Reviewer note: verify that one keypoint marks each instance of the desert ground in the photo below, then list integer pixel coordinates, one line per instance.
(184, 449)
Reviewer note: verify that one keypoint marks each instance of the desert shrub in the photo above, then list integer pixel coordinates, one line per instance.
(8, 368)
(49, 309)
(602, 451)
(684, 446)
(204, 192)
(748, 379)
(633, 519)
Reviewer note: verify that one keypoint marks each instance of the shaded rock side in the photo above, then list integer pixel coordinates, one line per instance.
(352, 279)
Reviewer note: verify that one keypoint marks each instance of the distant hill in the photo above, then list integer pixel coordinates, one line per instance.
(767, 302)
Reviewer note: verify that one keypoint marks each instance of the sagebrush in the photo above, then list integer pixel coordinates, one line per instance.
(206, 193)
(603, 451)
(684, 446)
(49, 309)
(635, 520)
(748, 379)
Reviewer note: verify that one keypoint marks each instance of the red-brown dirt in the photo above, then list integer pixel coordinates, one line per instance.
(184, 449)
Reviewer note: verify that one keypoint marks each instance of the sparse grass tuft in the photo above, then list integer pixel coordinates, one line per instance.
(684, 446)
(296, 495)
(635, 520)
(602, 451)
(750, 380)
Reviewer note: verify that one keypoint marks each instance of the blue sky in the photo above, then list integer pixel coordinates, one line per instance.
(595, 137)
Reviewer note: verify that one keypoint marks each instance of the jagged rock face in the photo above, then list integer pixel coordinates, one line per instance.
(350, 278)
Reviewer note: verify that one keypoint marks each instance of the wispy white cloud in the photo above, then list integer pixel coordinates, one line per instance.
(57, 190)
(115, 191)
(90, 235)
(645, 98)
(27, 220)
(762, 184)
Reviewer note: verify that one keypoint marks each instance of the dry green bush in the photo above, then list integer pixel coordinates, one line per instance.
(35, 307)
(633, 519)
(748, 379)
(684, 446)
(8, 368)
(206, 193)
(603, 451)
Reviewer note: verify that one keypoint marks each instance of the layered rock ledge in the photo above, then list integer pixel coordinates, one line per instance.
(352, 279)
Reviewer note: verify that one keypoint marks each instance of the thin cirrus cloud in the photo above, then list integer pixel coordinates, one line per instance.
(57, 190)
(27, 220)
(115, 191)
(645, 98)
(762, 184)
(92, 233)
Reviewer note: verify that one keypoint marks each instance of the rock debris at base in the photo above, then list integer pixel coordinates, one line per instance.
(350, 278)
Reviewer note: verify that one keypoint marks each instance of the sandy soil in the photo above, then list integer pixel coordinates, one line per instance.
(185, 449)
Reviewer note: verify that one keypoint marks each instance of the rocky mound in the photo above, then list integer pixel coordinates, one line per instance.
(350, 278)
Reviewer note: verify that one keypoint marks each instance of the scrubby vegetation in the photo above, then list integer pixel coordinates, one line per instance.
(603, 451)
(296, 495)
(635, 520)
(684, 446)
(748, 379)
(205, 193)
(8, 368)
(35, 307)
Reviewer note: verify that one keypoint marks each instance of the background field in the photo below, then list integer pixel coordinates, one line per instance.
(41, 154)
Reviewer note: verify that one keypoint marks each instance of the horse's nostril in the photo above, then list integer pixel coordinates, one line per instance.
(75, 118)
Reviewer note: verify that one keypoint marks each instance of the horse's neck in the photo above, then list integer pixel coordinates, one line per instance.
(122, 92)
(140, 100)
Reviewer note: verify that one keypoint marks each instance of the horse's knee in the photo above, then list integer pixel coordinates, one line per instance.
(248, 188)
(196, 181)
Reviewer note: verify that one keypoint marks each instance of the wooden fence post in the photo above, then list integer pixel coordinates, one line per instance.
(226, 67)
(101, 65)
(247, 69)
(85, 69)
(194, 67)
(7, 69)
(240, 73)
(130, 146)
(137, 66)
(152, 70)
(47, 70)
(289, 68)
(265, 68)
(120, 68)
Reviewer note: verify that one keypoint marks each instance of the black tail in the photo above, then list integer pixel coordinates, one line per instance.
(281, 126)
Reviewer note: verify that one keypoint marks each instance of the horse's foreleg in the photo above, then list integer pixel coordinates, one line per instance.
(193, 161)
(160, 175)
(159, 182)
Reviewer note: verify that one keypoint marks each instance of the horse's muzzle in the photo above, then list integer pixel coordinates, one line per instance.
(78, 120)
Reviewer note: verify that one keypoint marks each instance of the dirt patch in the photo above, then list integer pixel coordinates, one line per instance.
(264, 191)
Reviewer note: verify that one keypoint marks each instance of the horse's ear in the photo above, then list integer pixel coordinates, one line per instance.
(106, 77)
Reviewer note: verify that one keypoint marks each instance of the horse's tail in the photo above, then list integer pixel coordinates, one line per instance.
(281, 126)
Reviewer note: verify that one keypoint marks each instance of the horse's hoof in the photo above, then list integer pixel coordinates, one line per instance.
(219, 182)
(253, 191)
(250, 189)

************

-- Problem --
Copy the line containing "of the dirt" and every line after it, through the last line of the records. Include nothing else.

-- Worked solution --
Reviewer note: verify that one keypoint marks each instance of the dirt patch in the photo above, then list integer pixel coordinates, one line per instance.
(264, 191)
Reviewer note: verify that one keypoint marks each instance of the horse's ear in the photo above, then list integer pixel coordinates, one line per instance.
(106, 77)
Reviewer note: verify that one keypoint marks each instance of the horse's tail in the photo above, then list integer pixel coordinates, one line per instance.
(281, 126)
Reviewer note: verify that one keypoint marks each instance of the horse's hoof in the photo above, then list integer pixel coordinates, one line per instance.
(219, 182)
(253, 191)
(250, 189)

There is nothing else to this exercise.